Excerpts from segmentation records
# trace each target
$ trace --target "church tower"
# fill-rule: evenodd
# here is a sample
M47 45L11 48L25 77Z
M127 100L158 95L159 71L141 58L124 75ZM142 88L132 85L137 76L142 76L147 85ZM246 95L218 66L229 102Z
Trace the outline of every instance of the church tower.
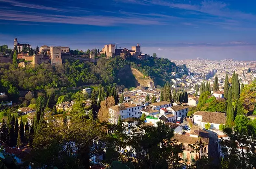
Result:
M15 38L14 39L14 43L13 44L13 49L15 48L15 47L18 44L18 41L17 40L17 39Z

[What is being asked]:
Retype all the entries above word for word, leaving the pictures out.

[Exercise output]:
# trace each target
$ trace --target "church tower"
# fill-rule: evenodd
# here is a sample
M47 45L11 48L25 77Z
M127 100L158 95L159 71L141 58L124 75ZM142 88L132 85L137 76L142 76L147 85ZM246 95L218 66L229 102Z
Trace the outline of every instance of the church tower.
Result:
M15 38L14 39L14 43L13 44L13 49L15 48L15 47L18 44L18 41L17 40L17 39Z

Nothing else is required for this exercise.